*Given problem:*
Convert every line of the records below into a Markdown table with the columns No. and Line, one numbered row per line, skipping blank lines. Leave the pictures out of the table.

*Records for this task:*
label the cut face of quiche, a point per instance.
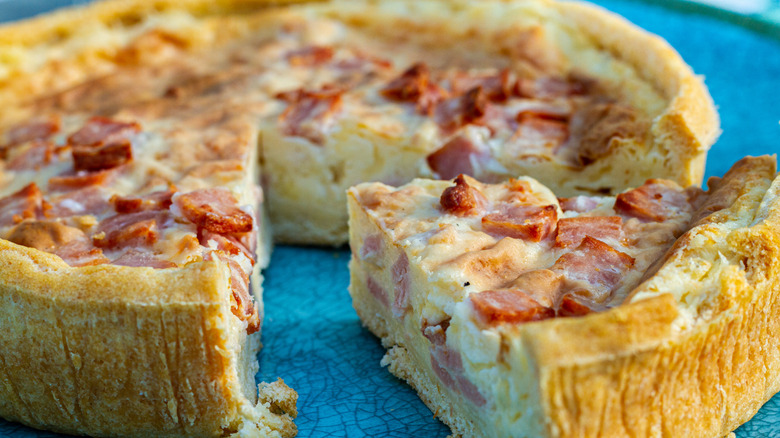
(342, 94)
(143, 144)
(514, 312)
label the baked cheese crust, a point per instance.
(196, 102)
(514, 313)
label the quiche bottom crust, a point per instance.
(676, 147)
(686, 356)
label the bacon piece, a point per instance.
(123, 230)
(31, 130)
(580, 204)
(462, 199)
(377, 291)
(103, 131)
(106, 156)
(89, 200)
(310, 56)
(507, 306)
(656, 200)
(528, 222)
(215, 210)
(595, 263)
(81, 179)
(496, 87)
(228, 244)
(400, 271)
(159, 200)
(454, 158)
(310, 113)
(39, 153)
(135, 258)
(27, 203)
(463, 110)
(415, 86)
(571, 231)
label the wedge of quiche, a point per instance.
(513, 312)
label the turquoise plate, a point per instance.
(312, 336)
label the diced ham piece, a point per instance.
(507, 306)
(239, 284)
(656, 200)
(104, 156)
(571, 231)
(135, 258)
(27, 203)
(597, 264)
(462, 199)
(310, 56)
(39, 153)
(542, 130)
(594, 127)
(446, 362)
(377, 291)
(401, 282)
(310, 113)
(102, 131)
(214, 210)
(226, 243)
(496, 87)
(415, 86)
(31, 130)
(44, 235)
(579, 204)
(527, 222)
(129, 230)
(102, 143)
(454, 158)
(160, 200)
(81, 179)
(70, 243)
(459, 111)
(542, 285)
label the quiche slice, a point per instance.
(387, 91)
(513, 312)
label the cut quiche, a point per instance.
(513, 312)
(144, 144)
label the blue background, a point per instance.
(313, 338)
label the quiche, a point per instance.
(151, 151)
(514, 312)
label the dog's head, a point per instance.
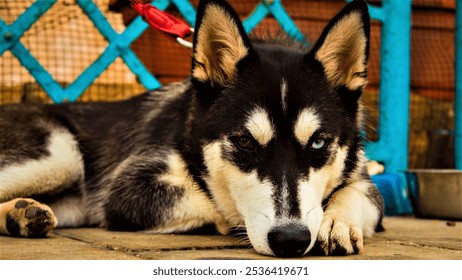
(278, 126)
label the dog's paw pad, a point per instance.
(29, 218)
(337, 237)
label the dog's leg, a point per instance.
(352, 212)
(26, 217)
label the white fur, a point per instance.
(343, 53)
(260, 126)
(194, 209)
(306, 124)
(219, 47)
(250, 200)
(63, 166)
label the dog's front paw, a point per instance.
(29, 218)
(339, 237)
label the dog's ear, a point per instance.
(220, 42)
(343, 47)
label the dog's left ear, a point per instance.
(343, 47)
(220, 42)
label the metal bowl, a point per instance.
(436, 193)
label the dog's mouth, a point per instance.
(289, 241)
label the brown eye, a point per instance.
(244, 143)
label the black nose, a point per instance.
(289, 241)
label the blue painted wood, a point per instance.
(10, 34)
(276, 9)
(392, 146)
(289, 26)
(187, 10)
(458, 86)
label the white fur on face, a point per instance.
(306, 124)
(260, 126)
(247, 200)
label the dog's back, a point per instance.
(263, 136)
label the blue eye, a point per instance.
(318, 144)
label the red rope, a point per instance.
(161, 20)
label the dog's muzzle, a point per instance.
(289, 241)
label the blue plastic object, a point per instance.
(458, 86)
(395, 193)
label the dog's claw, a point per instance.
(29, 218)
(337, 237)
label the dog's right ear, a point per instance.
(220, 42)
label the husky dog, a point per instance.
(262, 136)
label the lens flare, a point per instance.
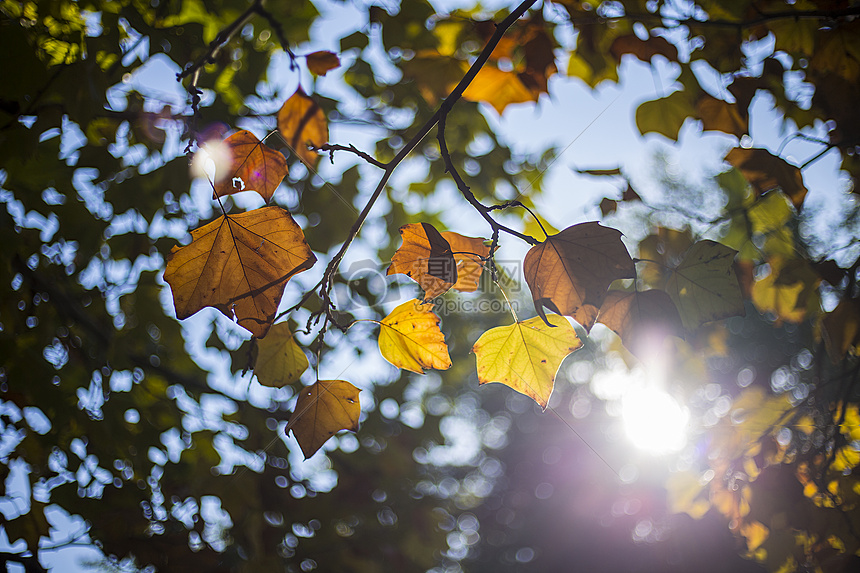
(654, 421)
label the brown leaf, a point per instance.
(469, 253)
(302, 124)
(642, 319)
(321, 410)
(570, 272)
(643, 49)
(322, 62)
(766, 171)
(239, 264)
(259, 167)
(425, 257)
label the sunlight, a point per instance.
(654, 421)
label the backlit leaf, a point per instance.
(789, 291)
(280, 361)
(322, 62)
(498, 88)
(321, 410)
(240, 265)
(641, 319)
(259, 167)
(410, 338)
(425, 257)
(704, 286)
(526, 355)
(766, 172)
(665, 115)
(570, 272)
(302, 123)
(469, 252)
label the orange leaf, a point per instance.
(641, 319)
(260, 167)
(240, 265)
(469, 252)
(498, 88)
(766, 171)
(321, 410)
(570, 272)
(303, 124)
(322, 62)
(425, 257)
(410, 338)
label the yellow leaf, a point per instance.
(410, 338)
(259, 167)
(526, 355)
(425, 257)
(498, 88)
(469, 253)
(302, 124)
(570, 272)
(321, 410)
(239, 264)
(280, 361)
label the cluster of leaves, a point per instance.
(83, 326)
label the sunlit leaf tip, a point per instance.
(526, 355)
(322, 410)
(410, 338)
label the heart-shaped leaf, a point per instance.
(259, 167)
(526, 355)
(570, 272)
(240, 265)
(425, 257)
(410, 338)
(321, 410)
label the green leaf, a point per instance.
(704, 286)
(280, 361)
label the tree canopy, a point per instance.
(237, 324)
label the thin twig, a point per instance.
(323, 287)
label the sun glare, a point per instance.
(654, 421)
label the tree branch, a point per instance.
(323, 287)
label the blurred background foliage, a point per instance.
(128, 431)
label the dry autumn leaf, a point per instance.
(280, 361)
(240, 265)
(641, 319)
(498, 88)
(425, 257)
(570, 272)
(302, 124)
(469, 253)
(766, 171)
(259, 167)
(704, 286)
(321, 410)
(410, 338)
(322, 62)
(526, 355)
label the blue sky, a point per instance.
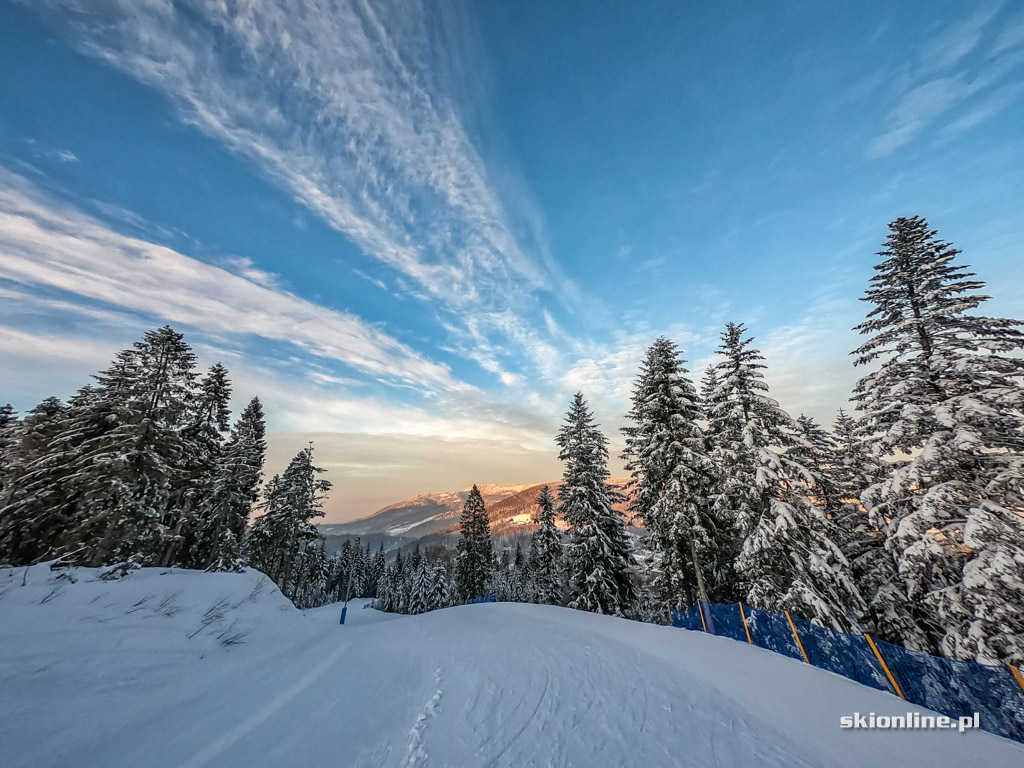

*Exercise solution:*
| No. | Line |
|---|---|
| 1 | label the cut face of quiche, a point per instance. |
| 2 | (342, 94) |
| 3 | (143, 144) |
| 4 | (514, 312) |
| 5 | label the baked cheese crust, a point per instance. |
| 6 | (196, 102) |
| 7 | (514, 313) |
| 8 | label the quiche bottom crust, a point per instance. |
| 9 | (676, 147) |
| 10 | (686, 356) |
| 11 | label the bacon piece, a point per instance. |
| 12 | (123, 230) |
| 13 | (31, 130) |
| 14 | (580, 204) |
| 15 | (462, 199) |
| 16 | (377, 291) |
| 17 | (103, 131) |
| 18 | (106, 156) |
| 19 | (89, 200) |
| 20 | (310, 56) |
| 21 | (507, 306) |
| 22 | (656, 200) |
| 23 | (528, 222) |
| 24 | (215, 210) |
| 25 | (595, 263) |
| 26 | (81, 179) |
| 27 | (496, 87) |
| 28 | (228, 244) |
| 29 | (400, 271) |
| 30 | (159, 200) |
| 31 | (454, 158) |
| 32 | (310, 113) |
| 33 | (39, 153) |
| 34 | (135, 258) |
| 35 | (27, 203) |
| 36 | (463, 110) |
| 37 | (415, 86) |
| 38 | (571, 231) |
| 39 | label the wedge of quiche, a point per instance. |
| 40 | (513, 312) |
| 41 | label the turquoise plate, a point per instance. |
| 42 | (312, 336) |
| 43 | label the diced ham piece, a point per instance. |
| 44 | (507, 306) |
| 45 | (239, 284) |
| 46 | (656, 200) |
| 47 | (104, 156) |
| 48 | (571, 231) |
| 49 | (135, 258) |
| 50 | (27, 203) |
| 51 | (597, 264) |
| 52 | (462, 199) |
| 53 | (310, 56) |
| 54 | (39, 153) |
| 55 | (542, 130) |
| 56 | (594, 127) |
| 57 | (446, 362) |
| 58 | (377, 291) |
| 59 | (401, 282) |
| 60 | (310, 113) |
| 61 | (102, 131) |
| 62 | (214, 210) |
| 63 | (226, 243) |
| 64 | (496, 87) |
| 65 | (415, 86) |
| 66 | (31, 130) |
| 67 | (44, 235) |
| 68 | (579, 204) |
| 69 | (527, 222) |
| 70 | (129, 230) |
| 71 | (102, 143) |
| 72 | (454, 158) |
| 73 | (160, 200) |
| 74 | (81, 179) |
| 75 | (70, 243) |
| 76 | (459, 111) |
| 77 | (542, 285) |
| 78 | label the quiche slice, a point per instance. |
| 79 | (387, 91) |
| 80 | (513, 312) |
| 81 | label the cut quiche, a point per instance. |
| 82 | (513, 312) |
| 83 | (144, 144) |
| 84 | label the blue background, a point per instance. |
| 85 | (313, 338) |
| 86 | label the quiche, a point per instance. |
| 87 | (151, 151) |
| 88 | (514, 312) |
| 89 | label the dog's head, a point per instance. |
| 90 | (278, 126) |
| 91 | label the dog's paw pad, a point per instance. |
| 92 | (29, 218) |
| 93 | (337, 237) |
| 94 | label the dog's leg, a point per instance. |
| 95 | (352, 212) |
| 96 | (26, 217) |
| 97 | label the white fur, a point per instance. |
| 98 | (343, 53) |
| 99 | (260, 126) |
| 100 | (194, 209) |
| 101 | (306, 124) |
| 102 | (219, 47) |
| 103 | (250, 200) |
| 104 | (63, 166) |
| 105 | label the dog's front paw, a point per instance. |
| 106 | (29, 218) |
| 107 | (339, 237) |
| 108 | label the dog's ear, a point per instance. |
| 109 | (220, 42) |
| 110 | (343, 47) |
| 111 | label the dog's left ear, a point per instance. |
| 112 | (343, 47) |
| 113 | (220, 42) |
| 114 | label the metal bowl, a point per instance. |
| 115 | (436, 193) |
| 116 | label the dog's mouth, a point per instance. |
| 117 | (289, 241) |
| 118 | label the brown eye, a point per instance. |
| 119 | (244, 143) |
| 120 | label the black nose, a point per instance. |
| 121 | (289, 241) |
| 122 | label the blue painted wood, a point per instance. |
| 123 | (10, 34) |
| 124 | (276, 9) |
| 125 | (392, 146) |
| 126 | (289, 26) |
| 127 | (187, 10) |
| 128 | (458, 86) |
| 129 | label the white fur on face, a point per instance. |
| 130 | (306, 124) |
| 131 | (260, 126) |
| 132 | (247, 200) |
| 133 | label the dog's back, a point per instance. |
| 134 | (263, 136) |
| 135 | label the blue eye, a point per instance. |
| 136 | (318, 144) |
| 137 | label the red rope, a point per instance. |
| 138 | (161, 20) |
| 139 | label the dog's muzzle, a point per instance. |
| 140 | (289, 241) |
| 141 | label the blue plastic object, a point per instance. |
| 142 | (458, 86) |
| 143 | (395, 193) |
| 144 | label the dog's claw, a point per instance. |
| 145 | (29, 218) |
| 146 | (337, 237) |
| 147 | label the dog's right ear, a point per instance. |
| 148 | (220, 42) |
| 149 | label the husky dog, a point per instance. |
| 150 | (262, 136) |
| 151 | label the lens flare, a point per instance. |
| 152 | (654, 421) |
| 153 | label the brown leaf, a point per instance. |
| 154 | (469, 253) |
| 155 | (302, 124) |
| 156 | (642, 319) |
| 157 | (321, 410) |
| 158 | (570, 272) |
| 159 | (643, 49) |
| 160 | (322, 62) |
| 161 | (766, 171) |
| 162 | (239, 264) |
| 163 | (259, 167) |
| 164 | (425, 257) |
| 165 | label the sunlight, a point per instance. |
| 166 | (654, 421) |
| 167 | label the backlit leaf, a point per instance. |
| 168 | (789, 291) |
| 169 | (280, 361) |
| 170 | (322, 62) |
| 171 | (498, 88) |
| 172 | (321, 410) |
| 173 | (240, 265) |
| 174 | (641, 319) |
| 175 | (259, 167) |
| 176 | (410, 338) |
| 177 | (425, 257) |
| 178 | (704, 286) |
| 179 | (526, 355) |
| 180 | (766, 172) |
| 181 | (665, 115) |
| 182 | (570, 272) |
| 183 | (302, 123) |
| 184 | (469, 252) |
| 185 | label the orange leaf, a point per instance. |
| 186 | (641, 319) |
| 187 | (260, 167) |
| 188 | (240, 265) |
| 189 | (469, 252) |
| 190 | (498, 88) |
| 191 | (766, 171) |
| 192 | (321, 410) |
| 193 | (570, 272) |
| 194 | (303, 124) |
| 195 | (322, 62) |
| 196 | (425, 257) |
| 197 | (410, 338) |
| 198 | label the yellow leaf, a point per instance. |
| 199 | (410, 338) |
| 200 | (259, 167) |
| 201 | (526, 355) |
| 202 | (425, 257) |
| 203 | (498, 88) |
| 204 | (469, 253) |
| 205 | (302, 124) |
| 206 | (570, 272) |
| 207 | (321, 410) |
| 208 | (239, 264) |
| 209 | (280, 361) |
| 210 | label the cluster of leaves, a point per instance. |
| 211 | (83, 326) |
| 212 | label the sunlit leaf tip, a point per instance. |
| 213 | (526, 355) |
| 214 | (322, 410) |
| 215 | (410, 338) |
| 216 | label the heart-shaped leaf, a point per instance. |
| 217 | (259, 167) |
| 218 | (526, 355) |
| 219 | (570, 272) |
| 220 | (240, 265) |
| 221 | (425, 257) |
| 222 | (410, 338) |
| 223 | (321, 410) |
| 224 | label the green leaf, a point per instance. |
| 225 | (704, 286) |
| 226 | (280, 361) |
| 227 | label the tree canopy, a point per instance. |
| 228 | (237, 324) |
| 229 | label the thin twig, a point per instance. |
| 230 | (323, 287) |
| 231 | label the sun glare, a point per instance. |
| 232 | (654, 421) |
| 233 | label the tree branch, a point per instance. |
| 234 | (323, 287) |
| 235 | label the blurred background foliage, a point per instance. |
| 236 | (128, 431) |
| 237 | label the dry autumn leaf, a point per instance. |
| 238 | (280, 361) |
| 239 | (240, 265) |
| 240 | (641, 319) |
| 241 | (498, 88) |
| 242 | (425, 257) |
| 243 | (570, 272) |
| 244 | (302, 124) |
| 245 | (469, 253) |
| 246 | (766, 171) |
| 247 | (259, 167) |
| 248 | (704, 286) |
| 249 | (321, 410) |
| 250 | (410, 338) |
| 251 | (322, 62) |
| 252 | (526, 355) |
| 253 | label the blue sky, a point per instance. |